Referring expression data
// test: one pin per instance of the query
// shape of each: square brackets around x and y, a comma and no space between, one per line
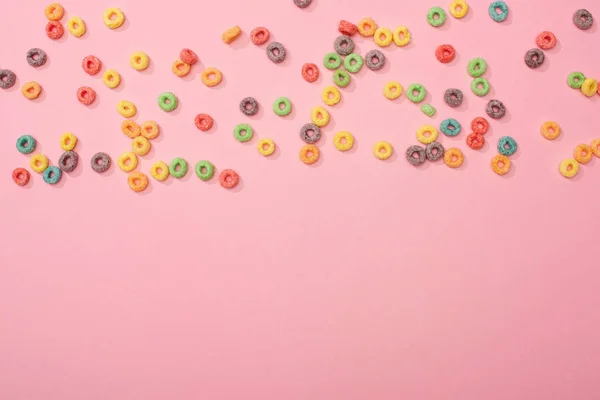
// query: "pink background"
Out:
[351,279]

== What to do ==
Write out every entry again word for word, without any of the pictures.

== Problem solution ==
// test: one pin per instance of the query
// shape of each: square brackets around x and y, a comma and no space between, one per line
// query: "pink background"
Out:
[351,279]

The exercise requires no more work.